◆ ページ本文 ◆
******
ずっと昔に同級生の親御さんに「獣医学科に入りました」ってお話したら、「なんで医学部入ったのに動物の医者なんて選んだの?」って、まじめに聞かれました。もちろん医学部には獣医学科なんてありませんし、人間のお医者さんが動物を診療することも違法行為になります。
同様に歯科医師も医学部出身ではなくて大学の歯学科を出て国家試験に合格した方々です。
今、歯科医業界は深刻な歯科医師・歯科医院余りの状態になっているそうです。ネットでもいろいろ見つかりますが、2010年のデータでは歯科医院数はコンビニエンスストアの1.6倍(歯科医院68167施設 コンビニ42865店)あるそうです。確かに自宅最寄の東船橋駅の周りにも10件近くあるのではないでしょうか。当然、1施設当たりの収入はどんどん下降傾向だそうです。
動物病院業界もかつてのペットブームは2008年頃をピークとし、ワンちゃんの飼育率は20%→15%、頭数では1310万頭→1000万頭以下に減少しているそうです。
歯科医院と動物病院での過剰競争の背景は結構似ていますが、例えば原因として
・日本の人口の減少・・・人口減ると当然ですよね。
・歯科医、獣医師の過剰・・・毎年医師が生まれるのですが、定年が無い。
・勤務医の労働条件が悪い・・・結果みなさん開業されます。
・開業施設の増加・・・過剰だとわかっていても加速度的に増加しています。
実際には、似ているところもあれば違うこともあるのですが、将来の動物病院業界も明るいとは決して言えない時代になってきました。ペットブームの後押しもありほとんど倒産・閉院の無い業界でしたが、いい加減な経営で行っていると淘汰される時代になってきたようです。
******
◆ 元データ ◆

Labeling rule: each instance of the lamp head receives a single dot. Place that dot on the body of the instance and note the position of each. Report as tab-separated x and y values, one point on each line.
******
◆ 課題一覧 ◆
**1.** 本文について、次の問いに答えてください。
(a) 2010年のデータで、歯科医院数はコンビニエンスストアの何倍とされていますか。
(b) 動物病院業界でペットブームがピークを迎えたのは何年頃ですか。
(c) 勤務医の労働条件が悪い結果、どうなると述べられていますか。
**2.** 本文を「今、歯科医業界は深刻な歯科医」を含む箇所から書き始め、「以下に減少しているそうです。」の後で止めて、そのまま書き写してください。

◆ 課題への回答 ◆
**1.**
(a) 1.6倍(歯科医院68167施設、コンビニ42865店)
(b) 2008年頃
(c) みなさん開業される。

**2.**
今、歯科医業界は深刻な歯科医師・歯科医院余りの状態になっているそうです。ネットでもいろいろ見つかりますが、2010年のデータでは歯科医院数はコンビニエンスストアの1.6倍(歯科医院68167施設 コンビニ42865店)あるそうです。確かに自宅最寄の東船橋駅の周りにも10件近くあるのではないでしょうか。当然、1施設当たりの収入はどんどん下降傾向だそうです。
動物病院業界もかつてのペットブームは2008年頃をピークとし、ワンちゃんの飼育率は20%→15%、頭数では1310万頭→1000万頭以下に減少しているそうです。